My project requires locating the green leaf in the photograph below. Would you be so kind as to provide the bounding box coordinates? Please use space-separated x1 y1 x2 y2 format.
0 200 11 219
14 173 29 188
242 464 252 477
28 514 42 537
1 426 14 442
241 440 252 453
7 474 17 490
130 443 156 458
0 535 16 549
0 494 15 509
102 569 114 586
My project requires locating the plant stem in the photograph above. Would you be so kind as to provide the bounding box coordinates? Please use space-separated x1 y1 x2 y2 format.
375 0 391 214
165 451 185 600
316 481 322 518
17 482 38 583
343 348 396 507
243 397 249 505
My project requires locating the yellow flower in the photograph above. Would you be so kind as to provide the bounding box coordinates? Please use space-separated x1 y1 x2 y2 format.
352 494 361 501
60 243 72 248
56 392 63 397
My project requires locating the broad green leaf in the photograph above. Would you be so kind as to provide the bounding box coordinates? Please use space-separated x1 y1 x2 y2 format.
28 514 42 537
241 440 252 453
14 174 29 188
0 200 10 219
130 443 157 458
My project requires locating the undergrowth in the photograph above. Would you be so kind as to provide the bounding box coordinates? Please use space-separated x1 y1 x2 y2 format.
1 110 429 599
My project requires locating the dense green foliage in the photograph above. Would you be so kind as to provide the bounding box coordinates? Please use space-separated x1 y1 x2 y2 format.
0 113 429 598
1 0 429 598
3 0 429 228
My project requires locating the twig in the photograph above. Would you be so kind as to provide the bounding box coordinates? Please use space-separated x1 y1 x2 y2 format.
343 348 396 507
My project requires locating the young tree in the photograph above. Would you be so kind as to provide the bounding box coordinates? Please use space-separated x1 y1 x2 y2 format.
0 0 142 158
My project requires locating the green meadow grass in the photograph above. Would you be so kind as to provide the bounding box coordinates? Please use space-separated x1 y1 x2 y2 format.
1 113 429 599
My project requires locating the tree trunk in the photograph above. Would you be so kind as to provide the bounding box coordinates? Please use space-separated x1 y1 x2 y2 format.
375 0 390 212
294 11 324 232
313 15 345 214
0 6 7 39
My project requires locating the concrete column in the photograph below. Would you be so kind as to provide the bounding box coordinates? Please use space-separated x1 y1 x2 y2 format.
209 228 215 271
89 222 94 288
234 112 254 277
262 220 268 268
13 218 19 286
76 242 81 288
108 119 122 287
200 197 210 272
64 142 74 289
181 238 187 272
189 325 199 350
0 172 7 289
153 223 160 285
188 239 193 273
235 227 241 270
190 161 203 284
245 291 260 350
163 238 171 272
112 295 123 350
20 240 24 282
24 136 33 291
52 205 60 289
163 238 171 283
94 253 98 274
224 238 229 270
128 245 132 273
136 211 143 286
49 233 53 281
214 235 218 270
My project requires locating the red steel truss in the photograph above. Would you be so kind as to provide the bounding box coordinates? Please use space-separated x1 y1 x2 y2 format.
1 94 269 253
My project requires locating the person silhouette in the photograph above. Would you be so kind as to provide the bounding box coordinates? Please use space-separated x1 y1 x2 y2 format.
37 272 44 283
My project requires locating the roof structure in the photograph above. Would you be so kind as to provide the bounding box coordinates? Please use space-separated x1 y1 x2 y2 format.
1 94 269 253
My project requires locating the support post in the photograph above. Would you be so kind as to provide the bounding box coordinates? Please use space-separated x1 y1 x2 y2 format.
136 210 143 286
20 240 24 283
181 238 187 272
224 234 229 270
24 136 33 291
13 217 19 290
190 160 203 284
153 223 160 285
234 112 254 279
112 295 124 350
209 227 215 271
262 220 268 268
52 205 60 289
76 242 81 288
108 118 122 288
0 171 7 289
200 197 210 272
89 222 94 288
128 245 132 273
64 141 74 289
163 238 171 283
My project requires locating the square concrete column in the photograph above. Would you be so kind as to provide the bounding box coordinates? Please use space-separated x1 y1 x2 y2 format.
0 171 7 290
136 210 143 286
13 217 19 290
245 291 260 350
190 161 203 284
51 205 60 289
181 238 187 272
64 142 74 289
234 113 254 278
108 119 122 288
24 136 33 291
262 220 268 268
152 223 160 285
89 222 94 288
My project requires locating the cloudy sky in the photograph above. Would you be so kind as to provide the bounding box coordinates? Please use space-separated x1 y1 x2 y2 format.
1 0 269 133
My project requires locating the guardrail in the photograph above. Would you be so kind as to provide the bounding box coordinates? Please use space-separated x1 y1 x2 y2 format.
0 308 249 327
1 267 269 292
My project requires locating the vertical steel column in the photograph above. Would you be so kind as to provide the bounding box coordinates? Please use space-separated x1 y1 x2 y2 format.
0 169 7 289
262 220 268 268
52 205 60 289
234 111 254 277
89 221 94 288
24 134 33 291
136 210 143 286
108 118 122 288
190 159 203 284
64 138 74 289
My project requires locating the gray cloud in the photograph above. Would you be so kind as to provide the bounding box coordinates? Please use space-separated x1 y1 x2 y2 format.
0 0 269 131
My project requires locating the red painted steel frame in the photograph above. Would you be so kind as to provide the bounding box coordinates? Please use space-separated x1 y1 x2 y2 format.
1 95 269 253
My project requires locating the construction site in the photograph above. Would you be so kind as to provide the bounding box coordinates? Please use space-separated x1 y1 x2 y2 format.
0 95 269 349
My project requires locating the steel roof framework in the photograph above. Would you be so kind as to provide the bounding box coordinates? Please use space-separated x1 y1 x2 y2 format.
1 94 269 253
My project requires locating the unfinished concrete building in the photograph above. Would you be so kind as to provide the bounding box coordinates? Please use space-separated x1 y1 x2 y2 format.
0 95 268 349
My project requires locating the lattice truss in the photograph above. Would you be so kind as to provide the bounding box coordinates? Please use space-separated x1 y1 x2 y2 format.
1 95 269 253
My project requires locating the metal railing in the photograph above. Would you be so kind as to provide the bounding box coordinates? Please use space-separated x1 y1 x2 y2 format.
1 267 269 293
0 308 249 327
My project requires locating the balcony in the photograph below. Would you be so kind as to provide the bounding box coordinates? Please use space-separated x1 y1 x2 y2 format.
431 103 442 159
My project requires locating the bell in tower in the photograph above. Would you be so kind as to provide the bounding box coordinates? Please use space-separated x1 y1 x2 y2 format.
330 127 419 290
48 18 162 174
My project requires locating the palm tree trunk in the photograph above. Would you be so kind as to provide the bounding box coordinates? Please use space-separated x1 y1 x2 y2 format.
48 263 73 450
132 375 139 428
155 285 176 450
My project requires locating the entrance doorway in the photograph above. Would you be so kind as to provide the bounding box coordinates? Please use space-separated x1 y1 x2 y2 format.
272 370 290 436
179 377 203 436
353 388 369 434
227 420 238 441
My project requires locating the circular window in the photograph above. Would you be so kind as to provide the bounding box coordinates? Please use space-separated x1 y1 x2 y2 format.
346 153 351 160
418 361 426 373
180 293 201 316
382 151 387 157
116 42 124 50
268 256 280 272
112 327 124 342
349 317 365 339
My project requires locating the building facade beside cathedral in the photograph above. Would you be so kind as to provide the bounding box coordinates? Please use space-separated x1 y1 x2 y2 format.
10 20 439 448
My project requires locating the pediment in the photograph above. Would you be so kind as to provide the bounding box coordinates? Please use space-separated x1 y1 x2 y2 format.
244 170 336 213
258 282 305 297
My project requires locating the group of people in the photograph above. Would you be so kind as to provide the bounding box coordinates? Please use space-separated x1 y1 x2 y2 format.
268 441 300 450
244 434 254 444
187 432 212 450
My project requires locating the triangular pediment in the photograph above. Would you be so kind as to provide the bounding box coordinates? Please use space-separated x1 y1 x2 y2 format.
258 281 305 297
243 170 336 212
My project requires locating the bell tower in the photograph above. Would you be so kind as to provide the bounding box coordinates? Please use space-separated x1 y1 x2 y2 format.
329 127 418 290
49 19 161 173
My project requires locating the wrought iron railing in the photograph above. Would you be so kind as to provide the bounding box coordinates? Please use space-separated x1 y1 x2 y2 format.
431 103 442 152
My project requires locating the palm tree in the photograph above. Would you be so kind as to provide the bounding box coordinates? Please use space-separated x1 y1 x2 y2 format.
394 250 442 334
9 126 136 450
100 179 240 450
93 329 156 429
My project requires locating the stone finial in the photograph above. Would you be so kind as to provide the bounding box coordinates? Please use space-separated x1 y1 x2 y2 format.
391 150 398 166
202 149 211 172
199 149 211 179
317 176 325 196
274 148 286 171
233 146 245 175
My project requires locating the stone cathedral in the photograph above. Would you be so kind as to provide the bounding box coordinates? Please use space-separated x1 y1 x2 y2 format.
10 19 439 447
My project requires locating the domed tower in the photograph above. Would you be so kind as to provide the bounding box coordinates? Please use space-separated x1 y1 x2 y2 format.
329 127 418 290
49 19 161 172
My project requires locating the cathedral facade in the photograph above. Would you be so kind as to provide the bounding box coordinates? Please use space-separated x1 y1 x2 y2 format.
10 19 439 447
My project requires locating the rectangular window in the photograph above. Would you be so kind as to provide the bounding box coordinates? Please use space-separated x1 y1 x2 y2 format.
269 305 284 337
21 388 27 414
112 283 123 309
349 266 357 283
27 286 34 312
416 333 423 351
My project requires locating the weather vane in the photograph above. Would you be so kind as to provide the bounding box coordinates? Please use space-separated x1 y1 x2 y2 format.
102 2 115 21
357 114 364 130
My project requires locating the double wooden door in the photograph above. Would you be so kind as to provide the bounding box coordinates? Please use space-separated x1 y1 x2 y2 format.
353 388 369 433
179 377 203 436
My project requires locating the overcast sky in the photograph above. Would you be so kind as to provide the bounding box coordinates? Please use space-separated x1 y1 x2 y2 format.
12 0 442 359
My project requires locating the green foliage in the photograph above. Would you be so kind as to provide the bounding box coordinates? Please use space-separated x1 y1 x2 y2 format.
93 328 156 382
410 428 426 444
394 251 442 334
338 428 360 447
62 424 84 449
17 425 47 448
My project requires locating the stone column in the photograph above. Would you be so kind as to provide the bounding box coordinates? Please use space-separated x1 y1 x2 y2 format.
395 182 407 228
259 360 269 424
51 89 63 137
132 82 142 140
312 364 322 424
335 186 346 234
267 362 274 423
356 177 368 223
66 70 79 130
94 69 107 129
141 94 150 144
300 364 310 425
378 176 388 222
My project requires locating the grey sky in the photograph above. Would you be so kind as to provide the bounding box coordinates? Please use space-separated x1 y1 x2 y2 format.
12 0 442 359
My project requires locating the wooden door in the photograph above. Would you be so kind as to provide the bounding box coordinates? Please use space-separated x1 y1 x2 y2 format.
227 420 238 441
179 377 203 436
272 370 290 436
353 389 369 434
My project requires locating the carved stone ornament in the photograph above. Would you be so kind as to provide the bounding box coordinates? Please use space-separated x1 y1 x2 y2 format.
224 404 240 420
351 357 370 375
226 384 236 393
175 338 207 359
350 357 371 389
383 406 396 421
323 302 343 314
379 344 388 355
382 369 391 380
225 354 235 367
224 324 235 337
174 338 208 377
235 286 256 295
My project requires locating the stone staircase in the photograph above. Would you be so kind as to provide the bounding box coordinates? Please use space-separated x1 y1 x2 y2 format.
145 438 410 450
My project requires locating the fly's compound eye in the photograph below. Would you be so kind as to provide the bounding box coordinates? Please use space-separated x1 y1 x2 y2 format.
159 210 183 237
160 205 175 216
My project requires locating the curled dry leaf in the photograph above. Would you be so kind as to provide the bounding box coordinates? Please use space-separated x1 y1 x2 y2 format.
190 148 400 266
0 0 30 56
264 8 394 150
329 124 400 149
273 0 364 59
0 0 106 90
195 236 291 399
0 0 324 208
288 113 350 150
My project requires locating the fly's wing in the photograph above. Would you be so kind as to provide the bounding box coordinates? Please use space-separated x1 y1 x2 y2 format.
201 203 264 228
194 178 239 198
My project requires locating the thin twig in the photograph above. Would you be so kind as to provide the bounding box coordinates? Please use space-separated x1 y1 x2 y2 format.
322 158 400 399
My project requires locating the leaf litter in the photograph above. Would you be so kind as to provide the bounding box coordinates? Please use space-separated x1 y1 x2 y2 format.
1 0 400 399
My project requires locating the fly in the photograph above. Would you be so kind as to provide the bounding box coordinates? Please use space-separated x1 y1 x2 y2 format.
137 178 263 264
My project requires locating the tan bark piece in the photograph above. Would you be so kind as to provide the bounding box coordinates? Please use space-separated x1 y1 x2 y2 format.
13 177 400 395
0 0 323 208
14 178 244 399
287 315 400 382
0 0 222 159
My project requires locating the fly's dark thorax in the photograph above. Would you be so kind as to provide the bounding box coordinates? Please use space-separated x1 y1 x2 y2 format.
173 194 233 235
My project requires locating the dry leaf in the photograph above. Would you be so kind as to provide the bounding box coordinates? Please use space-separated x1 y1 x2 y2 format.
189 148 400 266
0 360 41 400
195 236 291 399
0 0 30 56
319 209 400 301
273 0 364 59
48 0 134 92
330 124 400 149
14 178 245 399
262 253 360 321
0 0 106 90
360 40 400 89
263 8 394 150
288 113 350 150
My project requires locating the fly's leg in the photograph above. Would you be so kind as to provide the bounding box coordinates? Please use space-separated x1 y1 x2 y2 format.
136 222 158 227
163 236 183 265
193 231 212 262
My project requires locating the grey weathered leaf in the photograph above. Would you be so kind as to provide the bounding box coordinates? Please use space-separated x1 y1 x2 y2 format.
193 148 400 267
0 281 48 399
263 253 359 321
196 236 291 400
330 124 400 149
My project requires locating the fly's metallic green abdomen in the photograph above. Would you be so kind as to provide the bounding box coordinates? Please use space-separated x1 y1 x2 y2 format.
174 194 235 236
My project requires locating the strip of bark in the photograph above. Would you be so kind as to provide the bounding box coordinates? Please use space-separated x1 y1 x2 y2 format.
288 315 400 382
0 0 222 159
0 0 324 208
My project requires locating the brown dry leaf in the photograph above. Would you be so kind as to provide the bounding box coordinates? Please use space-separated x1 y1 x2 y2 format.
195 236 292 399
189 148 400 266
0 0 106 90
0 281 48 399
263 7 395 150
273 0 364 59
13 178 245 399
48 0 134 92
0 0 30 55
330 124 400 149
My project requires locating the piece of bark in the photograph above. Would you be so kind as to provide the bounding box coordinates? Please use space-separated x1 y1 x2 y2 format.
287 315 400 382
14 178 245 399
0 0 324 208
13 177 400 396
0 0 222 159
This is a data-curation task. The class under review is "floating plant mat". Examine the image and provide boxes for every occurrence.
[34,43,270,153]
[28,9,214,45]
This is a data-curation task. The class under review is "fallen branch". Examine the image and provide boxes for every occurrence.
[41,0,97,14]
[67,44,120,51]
● ● ● ● ● ● ●
• [Exercise] Your answer should be the lines from the one containing "My project requires locating the piece" through the end of the records, both included, output exactly and with nothing added.

• [Your solution]
My project requires locating the piece of bark in the photograph above. Would you be so kind as to provide the bounding box coordinates? Please use space-separated x1 y1 x2 y2 format.
287 315 400 382
14 178 245 399
0 0 324 208
13 177 400 396
0 0 222 159
This is a data-curation task. The class under review is "floating plant mat". Examine the image and provide boxes for every occurrence.
[34,43,270,153]
[28,9,214,45]
This is a data-curation task. The class under review is "fallen branch". Examine the image and provide boxes for every occurrence.
[41,0,97,14]
[67,44,120,51]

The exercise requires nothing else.